» **Problem requirements**
Copy out every line holding the string "foliage" from the records below.

» **Photo-based referring expression data**

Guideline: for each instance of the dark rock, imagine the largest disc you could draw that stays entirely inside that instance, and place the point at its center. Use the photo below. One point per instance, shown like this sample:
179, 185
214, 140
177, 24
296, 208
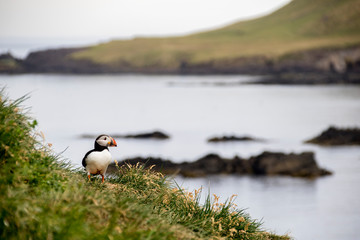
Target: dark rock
297, 165
337, 136
150, 135
232, 138
267, 163
155, 135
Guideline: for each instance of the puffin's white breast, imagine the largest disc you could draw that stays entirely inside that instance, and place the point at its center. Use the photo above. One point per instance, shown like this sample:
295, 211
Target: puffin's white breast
97, 162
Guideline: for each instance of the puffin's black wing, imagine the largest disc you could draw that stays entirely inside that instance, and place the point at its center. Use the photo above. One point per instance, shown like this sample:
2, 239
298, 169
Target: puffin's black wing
87, 154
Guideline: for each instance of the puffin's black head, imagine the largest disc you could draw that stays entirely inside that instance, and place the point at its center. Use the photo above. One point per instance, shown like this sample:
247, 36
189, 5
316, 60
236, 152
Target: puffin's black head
104, 141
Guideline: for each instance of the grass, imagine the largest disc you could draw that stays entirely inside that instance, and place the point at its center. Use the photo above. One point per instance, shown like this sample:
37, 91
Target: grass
42, 198
300, 25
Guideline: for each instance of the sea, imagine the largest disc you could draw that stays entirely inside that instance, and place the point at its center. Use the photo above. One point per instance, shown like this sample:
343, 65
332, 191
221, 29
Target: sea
191, 109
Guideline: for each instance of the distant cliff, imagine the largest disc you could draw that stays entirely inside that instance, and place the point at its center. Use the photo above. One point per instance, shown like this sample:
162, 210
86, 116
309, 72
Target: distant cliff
311, 37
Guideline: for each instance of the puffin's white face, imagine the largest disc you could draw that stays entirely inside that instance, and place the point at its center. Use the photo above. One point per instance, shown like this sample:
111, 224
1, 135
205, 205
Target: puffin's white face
106, 141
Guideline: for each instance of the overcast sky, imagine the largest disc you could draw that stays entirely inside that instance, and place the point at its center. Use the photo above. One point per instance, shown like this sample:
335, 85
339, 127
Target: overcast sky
108, 19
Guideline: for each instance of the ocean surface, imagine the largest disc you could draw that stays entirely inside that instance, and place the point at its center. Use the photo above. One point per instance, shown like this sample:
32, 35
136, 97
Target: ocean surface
193, 108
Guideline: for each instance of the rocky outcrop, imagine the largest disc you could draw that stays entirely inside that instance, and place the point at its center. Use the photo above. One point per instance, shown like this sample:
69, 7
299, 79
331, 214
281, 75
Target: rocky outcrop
232, 139
337, 136
318, 66
297, 165
267, 163
148, 135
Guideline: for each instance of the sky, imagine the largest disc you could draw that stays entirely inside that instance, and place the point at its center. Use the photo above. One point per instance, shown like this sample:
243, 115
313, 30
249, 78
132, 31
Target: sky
81, 21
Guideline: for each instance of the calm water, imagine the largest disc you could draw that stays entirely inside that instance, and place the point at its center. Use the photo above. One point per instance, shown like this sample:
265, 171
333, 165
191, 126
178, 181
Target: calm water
194, 108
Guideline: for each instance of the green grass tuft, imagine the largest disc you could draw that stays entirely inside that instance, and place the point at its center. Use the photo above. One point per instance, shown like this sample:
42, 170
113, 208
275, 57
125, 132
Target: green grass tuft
42, 198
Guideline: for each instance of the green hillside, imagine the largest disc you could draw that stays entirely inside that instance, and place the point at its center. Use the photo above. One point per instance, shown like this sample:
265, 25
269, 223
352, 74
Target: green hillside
300, 25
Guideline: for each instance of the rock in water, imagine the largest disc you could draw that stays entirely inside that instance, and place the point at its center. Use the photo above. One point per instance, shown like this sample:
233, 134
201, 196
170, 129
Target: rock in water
337, 136
267, 163
297, 165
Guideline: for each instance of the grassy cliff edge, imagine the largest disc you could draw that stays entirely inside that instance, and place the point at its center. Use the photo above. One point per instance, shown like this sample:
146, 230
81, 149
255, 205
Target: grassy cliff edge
42, 198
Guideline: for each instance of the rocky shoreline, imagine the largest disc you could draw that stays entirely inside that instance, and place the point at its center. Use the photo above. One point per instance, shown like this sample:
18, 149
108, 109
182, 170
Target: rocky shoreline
319, 66
267, 163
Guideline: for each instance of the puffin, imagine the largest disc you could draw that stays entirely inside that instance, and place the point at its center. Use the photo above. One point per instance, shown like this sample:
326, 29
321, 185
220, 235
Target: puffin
96, 161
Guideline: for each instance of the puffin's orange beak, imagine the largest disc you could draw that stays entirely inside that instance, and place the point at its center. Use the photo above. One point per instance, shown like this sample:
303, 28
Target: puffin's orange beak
113, 143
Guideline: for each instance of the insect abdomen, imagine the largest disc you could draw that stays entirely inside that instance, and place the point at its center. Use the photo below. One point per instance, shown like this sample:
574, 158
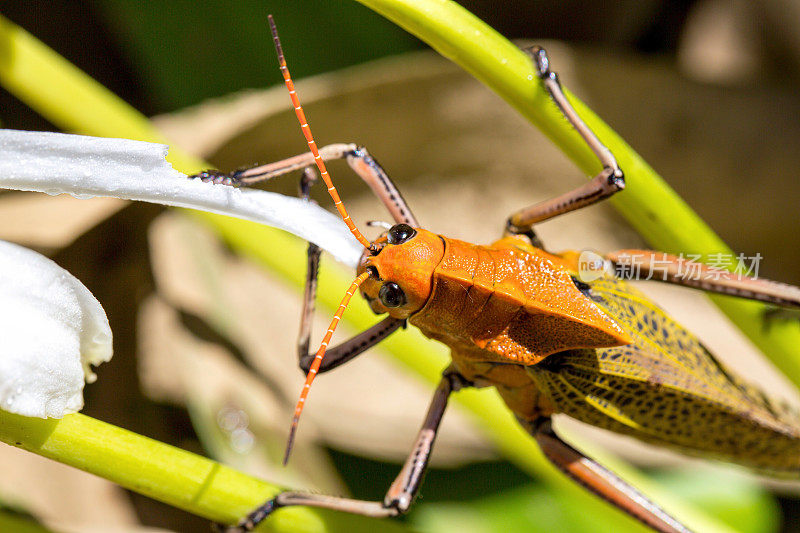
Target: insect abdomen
512, 304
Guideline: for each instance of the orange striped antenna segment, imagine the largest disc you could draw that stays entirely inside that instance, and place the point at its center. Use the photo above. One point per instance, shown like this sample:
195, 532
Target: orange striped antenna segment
313, 145
312, 372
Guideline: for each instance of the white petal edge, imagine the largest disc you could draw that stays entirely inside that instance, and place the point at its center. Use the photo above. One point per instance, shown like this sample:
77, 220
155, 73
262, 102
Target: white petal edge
85, 167
52, 331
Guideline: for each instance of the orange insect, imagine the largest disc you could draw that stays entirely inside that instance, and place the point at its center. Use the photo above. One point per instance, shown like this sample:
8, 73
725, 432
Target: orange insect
520, 319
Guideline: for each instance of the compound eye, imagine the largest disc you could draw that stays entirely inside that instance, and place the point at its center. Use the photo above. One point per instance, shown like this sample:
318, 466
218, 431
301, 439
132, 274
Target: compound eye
400, 233
392, 295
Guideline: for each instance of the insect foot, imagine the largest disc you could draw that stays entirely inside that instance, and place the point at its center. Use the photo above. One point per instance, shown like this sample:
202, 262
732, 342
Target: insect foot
215, 176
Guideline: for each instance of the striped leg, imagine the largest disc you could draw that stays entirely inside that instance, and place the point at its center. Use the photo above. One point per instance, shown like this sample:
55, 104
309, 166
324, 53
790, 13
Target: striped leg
605, 184
356, 156
600, 480
350, 348
402, 491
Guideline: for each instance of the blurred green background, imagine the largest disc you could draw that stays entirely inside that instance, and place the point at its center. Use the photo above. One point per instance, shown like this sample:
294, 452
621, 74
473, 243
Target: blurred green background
710, 77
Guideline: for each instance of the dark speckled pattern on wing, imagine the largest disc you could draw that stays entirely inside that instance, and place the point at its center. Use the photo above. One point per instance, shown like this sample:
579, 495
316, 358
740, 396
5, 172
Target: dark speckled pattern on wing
667, 389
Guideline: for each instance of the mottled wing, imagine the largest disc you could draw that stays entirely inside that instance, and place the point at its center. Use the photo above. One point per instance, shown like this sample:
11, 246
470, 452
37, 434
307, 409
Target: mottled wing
666, 388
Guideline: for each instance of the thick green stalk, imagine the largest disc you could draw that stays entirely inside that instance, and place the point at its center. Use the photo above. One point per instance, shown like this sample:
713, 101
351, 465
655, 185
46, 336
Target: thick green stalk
179, 478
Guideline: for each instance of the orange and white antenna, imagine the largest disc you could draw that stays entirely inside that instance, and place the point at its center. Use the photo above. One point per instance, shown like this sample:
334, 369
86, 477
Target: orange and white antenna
298, 109
315, 365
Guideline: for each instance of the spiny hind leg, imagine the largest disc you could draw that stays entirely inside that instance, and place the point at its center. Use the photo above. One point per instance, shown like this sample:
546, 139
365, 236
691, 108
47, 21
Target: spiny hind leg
600, 480
661, 266
402, 491
608, 182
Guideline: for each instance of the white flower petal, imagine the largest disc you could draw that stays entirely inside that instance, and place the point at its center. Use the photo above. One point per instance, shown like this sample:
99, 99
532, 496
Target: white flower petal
84, 167
52, 330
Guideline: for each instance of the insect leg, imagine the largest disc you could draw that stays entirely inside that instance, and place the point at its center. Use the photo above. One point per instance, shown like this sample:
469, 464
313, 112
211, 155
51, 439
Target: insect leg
605, 184
350, 348
402, 491
600, 480
356, 156
660, 266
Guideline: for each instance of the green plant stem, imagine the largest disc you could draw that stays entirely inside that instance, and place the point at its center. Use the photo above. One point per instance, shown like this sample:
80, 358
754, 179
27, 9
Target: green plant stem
168, 474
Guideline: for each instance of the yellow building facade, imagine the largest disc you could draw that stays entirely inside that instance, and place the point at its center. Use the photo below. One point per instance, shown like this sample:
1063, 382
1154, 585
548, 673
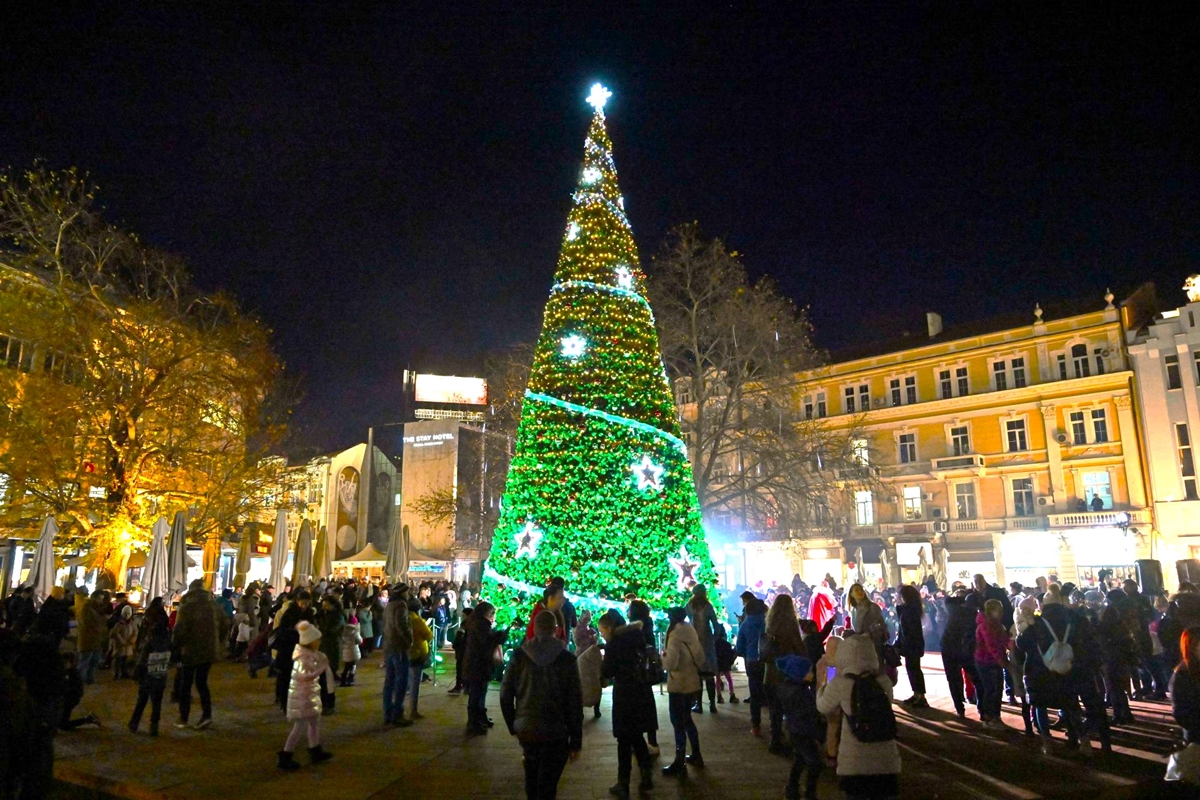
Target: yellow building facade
1003, 449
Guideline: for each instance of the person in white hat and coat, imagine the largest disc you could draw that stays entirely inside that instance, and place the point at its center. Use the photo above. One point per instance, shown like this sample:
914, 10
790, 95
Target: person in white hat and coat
304, 697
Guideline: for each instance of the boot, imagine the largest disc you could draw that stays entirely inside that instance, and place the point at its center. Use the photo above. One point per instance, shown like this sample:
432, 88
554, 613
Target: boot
678, 767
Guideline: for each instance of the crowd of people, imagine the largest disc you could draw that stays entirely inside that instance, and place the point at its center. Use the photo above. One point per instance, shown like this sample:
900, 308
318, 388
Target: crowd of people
823, 662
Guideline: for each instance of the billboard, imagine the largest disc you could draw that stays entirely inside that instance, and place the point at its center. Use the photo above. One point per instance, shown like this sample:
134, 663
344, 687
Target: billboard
450, 389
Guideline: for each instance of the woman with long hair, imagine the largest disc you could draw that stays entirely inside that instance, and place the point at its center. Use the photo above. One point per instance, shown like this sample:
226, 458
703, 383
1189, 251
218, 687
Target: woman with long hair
911, 643
1186, 685
783, 638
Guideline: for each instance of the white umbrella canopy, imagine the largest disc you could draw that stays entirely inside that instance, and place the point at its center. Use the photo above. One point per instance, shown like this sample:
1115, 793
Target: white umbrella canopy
154, 575
301, 565
41, 572
397, 554
177, 555
280, 549
321, 565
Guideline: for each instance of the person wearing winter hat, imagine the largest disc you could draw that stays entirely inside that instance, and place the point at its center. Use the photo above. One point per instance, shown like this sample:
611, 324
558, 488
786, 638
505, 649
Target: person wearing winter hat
309, 663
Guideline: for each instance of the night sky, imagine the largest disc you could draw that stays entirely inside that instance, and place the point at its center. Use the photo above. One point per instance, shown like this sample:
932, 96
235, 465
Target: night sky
389, 190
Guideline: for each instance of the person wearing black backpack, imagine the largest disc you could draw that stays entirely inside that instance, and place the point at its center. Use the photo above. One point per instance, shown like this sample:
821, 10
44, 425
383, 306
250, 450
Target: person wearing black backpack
633, 698
868, 757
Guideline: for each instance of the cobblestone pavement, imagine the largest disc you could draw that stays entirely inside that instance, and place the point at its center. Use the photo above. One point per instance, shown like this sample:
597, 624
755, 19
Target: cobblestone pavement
943, 757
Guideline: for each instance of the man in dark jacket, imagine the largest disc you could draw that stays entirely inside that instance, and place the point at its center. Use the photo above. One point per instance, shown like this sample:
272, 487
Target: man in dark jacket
397, 641
197, 639
543, 704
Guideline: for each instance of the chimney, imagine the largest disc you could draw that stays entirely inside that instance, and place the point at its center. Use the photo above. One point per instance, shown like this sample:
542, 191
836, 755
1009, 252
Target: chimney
934, 320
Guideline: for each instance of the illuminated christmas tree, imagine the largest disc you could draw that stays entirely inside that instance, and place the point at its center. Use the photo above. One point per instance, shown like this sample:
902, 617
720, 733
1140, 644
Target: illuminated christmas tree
600, 491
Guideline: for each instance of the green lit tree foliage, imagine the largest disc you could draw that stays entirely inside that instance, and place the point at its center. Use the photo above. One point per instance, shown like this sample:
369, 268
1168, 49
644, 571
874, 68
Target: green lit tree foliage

» **Answer to this exercise**
Guideline: for each instance of the green lit tree foliage, imagine the largest disc you could draw that stays entirely inside that instance, and place the point at its center. Use the photo above. One point per instance, shown like this sample:
Target: green lit tree foliage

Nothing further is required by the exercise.